▶ Items from a data source
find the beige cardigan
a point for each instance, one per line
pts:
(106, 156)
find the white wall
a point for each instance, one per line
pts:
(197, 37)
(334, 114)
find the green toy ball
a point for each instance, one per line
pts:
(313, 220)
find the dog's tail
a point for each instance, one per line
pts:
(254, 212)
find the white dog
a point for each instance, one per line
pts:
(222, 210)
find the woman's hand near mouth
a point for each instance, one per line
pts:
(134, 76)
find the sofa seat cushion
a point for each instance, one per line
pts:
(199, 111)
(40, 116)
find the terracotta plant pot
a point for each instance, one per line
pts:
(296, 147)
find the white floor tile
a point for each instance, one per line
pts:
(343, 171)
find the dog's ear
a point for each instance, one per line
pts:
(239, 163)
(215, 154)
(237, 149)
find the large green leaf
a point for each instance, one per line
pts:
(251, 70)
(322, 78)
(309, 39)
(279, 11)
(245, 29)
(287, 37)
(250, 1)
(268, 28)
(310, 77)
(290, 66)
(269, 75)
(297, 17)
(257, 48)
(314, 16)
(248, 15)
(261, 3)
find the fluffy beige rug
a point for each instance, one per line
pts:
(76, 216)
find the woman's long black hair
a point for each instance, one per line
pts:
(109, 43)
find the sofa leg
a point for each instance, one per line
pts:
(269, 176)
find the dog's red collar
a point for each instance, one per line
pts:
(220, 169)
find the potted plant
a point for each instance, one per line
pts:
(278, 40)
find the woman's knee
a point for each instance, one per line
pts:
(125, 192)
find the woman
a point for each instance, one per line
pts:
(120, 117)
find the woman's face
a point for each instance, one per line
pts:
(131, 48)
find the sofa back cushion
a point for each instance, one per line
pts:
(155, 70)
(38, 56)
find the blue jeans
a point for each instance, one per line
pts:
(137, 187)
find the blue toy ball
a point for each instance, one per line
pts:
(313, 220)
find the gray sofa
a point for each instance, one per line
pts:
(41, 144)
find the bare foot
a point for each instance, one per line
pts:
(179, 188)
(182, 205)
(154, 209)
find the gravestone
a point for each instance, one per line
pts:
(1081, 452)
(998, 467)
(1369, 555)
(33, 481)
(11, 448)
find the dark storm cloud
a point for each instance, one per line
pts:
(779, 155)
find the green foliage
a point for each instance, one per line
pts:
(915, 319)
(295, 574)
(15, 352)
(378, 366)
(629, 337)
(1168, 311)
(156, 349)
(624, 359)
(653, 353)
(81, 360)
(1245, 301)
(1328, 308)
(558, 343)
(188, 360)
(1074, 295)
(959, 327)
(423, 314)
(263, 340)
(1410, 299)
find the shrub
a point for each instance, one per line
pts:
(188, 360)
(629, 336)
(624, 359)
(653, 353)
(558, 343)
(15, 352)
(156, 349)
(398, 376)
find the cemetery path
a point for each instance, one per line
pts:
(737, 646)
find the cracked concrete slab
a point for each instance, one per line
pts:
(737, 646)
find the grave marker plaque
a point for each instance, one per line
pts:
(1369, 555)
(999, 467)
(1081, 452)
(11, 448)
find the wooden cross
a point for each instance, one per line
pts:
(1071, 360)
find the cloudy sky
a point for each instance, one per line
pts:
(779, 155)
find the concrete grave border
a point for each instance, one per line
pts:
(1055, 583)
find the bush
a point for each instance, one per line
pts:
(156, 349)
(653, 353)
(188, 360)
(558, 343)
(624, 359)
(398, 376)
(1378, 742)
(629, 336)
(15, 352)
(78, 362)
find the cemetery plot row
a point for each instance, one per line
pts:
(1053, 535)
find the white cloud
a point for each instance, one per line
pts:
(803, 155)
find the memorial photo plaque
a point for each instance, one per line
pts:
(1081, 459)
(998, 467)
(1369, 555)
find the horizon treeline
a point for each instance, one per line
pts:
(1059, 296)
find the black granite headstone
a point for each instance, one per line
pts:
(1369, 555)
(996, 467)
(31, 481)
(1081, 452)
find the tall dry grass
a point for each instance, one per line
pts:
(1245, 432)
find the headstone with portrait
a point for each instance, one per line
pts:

▶ Required work
In the records above, which lines hold the string "cemetery"? Copy each one.

▶ Solution to this exercise
find the cemetery path
find the cemetery plot row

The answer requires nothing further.